**Assignment:** Line by line, copy all of the data exactly.

□ □ □ □ □

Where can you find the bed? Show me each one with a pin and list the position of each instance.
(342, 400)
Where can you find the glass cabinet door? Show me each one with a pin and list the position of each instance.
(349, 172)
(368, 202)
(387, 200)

□ □ □ □ □

**The completed task:**
Where can you find the bed? Show me each one with a pin and list the position of each instance.
(342, 400)
Where can you find the glass cabinet door? Show me each one with a pin and list the position of each instance.
(349, 172)
(368, 202)
(387, 200)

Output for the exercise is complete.